Text section Block Start
Lonni Sue’s Artistic Journey
Explored In Fenimore Exhibit
COOPERSTOWN – “Puzzles of the Brain,” an exhibit that traces the artistic development of Lonni Sue Johnson after she suffered brain damage, will open tomorrow (Oct. 13) at The Fenimore Art Museum.
The museum is open 10 a.m.-4 p.m. daily, except Mondays.
Lonni Sue created New Yorker covers and art for other national publications from her home outside Middlefield Center before being stricken with viral encephalitis in 2007. While living locally she was an avid pilot, and published a column, “Aerial Perspective,” every other week in The Freeman’s Journal.
A professional illustrator for 31 years, Lonni Sue suffered brain damage and amnesia, and yet her art continued to develop as she underwent therapy at her family’s home in Princeton, N.J. Her continuing recuperation and artistic production has been written about in Time magazine, the New York Times and other national publications.
Subtitled “An Artist’s Journey Through Amnesia,” the exhibit showcases Lonni Sue’s art before and after her illness, which provided researchers with a rare opportunity to observe the impact of brain damage on the creative process. She continued to write and draw, and the resulting work is described as “the external record of changes in her mental life.”
Text section Block End
▸ What is needed: Retype the passage of the article on the Lonni Sue Johnson exhibit that opens with the words containing "Lonni Sue’s Artistic" and closes with "The Freeman’s Journal.".
Excerpted records Block Start
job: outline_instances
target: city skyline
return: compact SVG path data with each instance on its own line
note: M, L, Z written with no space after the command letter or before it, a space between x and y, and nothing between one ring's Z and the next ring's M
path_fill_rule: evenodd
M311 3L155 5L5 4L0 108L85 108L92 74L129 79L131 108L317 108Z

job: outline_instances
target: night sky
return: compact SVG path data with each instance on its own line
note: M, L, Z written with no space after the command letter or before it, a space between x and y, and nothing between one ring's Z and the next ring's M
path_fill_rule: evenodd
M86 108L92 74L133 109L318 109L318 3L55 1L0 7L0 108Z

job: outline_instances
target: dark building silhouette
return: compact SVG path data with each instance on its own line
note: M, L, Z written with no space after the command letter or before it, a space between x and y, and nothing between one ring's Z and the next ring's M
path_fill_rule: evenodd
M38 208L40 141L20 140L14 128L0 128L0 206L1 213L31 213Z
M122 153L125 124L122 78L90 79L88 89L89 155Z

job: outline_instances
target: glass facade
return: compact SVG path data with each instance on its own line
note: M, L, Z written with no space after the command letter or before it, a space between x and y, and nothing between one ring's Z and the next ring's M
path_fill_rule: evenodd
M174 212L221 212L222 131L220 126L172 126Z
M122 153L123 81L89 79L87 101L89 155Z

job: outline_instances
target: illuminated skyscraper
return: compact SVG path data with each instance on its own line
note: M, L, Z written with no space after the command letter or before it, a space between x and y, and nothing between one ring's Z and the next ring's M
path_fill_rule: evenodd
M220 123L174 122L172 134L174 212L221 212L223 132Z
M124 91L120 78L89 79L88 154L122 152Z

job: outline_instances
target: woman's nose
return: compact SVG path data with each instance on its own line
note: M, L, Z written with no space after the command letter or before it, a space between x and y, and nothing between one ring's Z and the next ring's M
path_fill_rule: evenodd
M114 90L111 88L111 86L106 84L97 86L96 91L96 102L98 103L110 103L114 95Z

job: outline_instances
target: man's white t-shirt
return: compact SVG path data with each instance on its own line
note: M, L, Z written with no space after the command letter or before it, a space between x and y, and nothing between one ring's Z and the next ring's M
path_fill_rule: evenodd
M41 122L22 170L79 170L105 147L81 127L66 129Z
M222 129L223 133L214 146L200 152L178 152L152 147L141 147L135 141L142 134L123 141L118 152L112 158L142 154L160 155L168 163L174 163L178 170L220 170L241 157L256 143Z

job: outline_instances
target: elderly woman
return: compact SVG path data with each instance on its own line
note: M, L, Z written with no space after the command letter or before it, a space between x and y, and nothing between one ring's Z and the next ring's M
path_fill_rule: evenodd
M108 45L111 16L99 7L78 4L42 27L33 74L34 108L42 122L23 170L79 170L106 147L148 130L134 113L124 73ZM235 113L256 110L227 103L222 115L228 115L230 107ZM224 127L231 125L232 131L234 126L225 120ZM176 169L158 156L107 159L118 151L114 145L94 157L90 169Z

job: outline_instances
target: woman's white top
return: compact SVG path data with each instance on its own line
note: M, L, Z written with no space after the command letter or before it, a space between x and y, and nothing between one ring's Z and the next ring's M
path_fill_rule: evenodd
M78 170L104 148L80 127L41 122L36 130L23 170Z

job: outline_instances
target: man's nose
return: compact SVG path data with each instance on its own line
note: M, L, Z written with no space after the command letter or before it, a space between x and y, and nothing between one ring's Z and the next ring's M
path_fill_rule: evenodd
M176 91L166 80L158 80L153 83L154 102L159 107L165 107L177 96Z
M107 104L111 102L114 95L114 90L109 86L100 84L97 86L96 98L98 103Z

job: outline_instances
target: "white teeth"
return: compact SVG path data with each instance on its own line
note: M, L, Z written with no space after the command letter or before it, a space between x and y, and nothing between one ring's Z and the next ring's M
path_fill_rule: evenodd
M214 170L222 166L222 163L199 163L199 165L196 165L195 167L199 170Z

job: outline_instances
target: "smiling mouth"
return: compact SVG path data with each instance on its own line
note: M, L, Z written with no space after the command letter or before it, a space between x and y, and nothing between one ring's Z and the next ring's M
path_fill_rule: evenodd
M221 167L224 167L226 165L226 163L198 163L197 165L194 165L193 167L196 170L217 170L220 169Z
Excerpted records Block End
▸ Result of this task:
Lonni Sue’s Artistic Journey
Explored In Fenimore Exhibit
COOPERSTOWN – “Puzzles of the Brain,” an exhibit that traces the artistic development of Lonni Sue Johnson after she suffered brain damage, will open tomorrow (Oct. 13) at The Fenimore Art Museum.
The museum is open 10 a.m.-4 p.m. daily, except Mondays.
Lonni Sue created New Yorker covers and art for other national publications from her home outside Middlefield Center before being stricken with viral encephalitis in 2007. While living locally she was an avid pilot, and published a column, “Aerial Perspective,” every other week in The Freeman’s Journal.